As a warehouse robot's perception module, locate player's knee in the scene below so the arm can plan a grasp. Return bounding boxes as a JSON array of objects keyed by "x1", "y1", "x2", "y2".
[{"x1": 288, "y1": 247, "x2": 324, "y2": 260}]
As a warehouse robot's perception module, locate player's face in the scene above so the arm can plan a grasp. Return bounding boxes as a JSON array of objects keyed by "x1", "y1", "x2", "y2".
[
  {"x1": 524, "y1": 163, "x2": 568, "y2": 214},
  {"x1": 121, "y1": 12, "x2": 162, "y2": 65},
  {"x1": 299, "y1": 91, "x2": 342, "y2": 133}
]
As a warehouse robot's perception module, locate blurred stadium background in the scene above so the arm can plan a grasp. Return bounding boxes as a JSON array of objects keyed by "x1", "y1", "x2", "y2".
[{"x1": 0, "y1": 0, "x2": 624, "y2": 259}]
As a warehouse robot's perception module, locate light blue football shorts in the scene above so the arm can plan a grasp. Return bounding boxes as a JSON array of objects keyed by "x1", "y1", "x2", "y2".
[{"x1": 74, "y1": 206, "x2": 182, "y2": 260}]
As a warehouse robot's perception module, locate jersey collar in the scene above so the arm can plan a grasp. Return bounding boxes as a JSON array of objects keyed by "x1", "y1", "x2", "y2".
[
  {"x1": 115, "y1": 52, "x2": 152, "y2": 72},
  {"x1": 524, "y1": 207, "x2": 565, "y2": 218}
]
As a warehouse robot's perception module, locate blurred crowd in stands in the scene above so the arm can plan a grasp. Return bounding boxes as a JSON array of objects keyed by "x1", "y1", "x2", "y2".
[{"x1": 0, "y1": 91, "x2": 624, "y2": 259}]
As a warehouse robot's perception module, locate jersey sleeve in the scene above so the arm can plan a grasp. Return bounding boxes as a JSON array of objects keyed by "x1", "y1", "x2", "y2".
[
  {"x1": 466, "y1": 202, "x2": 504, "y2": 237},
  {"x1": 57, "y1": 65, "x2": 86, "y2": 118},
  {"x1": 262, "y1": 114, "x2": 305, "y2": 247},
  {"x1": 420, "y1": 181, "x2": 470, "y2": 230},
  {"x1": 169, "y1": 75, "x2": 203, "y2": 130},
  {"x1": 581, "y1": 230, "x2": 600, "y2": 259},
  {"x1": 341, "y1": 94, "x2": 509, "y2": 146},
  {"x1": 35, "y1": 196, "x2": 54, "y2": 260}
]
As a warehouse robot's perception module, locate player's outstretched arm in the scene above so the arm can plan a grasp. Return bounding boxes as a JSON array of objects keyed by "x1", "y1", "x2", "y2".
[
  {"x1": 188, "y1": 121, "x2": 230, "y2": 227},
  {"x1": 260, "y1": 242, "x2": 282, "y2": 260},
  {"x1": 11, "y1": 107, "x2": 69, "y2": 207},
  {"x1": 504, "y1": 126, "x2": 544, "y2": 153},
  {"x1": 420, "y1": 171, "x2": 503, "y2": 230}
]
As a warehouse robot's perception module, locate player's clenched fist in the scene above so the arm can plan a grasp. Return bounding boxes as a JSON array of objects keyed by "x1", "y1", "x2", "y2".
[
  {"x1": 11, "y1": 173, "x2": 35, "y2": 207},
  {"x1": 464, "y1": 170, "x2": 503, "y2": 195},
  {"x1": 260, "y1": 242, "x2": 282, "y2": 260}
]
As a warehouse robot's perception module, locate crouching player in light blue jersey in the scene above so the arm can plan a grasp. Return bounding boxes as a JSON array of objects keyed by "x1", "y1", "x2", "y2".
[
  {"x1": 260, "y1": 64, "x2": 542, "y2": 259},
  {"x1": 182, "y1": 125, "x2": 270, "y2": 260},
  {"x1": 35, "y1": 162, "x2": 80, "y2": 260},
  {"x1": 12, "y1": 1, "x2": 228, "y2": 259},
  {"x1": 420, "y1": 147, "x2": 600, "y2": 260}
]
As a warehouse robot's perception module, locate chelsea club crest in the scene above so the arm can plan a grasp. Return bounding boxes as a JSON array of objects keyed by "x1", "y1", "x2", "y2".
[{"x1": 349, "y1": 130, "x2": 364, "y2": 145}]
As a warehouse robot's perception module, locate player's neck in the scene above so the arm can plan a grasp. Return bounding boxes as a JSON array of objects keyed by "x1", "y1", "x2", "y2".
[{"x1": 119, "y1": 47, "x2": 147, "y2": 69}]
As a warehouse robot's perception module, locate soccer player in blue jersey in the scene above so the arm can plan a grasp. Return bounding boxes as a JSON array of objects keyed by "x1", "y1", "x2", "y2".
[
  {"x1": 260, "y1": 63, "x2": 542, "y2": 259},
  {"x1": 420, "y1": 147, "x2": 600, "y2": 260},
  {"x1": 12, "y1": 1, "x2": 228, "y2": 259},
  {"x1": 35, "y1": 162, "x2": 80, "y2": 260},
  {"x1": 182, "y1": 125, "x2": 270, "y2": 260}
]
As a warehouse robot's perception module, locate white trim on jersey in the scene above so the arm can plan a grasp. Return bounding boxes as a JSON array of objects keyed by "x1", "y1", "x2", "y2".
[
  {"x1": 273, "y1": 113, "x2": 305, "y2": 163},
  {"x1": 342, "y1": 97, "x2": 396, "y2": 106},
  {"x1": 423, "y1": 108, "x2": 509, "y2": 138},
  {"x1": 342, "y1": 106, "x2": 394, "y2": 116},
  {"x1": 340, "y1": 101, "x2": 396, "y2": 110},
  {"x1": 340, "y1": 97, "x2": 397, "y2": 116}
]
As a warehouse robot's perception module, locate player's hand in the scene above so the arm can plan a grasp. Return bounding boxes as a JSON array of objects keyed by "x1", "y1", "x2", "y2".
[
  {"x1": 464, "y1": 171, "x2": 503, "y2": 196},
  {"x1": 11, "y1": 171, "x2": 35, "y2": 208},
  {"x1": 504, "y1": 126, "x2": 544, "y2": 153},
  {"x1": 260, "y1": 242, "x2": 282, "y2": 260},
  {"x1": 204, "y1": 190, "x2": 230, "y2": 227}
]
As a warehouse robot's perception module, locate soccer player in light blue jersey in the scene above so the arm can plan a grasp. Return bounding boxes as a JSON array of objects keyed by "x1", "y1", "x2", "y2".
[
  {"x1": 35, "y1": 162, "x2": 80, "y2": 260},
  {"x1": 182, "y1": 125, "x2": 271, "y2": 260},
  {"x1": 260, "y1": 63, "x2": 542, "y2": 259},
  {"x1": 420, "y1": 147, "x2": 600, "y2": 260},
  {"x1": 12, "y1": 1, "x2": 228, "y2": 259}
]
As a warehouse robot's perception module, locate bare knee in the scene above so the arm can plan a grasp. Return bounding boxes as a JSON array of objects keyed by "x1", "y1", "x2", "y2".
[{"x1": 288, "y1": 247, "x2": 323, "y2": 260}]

==*==

## [OBJECTIVE]
Report every line in the rows above that contains the word "blurred".

## [EXERCISE OUTPUT]
As a warehouse robot's perception module, locate blurred stadium background in the scene above so the arm can plan a grasp. Return bounding boxes as a JSON array of objects keyed by "x1", "y1", "x2", "y2".
As a warehouse robot's perception module, locate blurred crowd in stands in the scene above so the arm can plan a grasp. Return bounding boxes as a JSON array of objects keyed by "x1", "y1", "x2", "y2".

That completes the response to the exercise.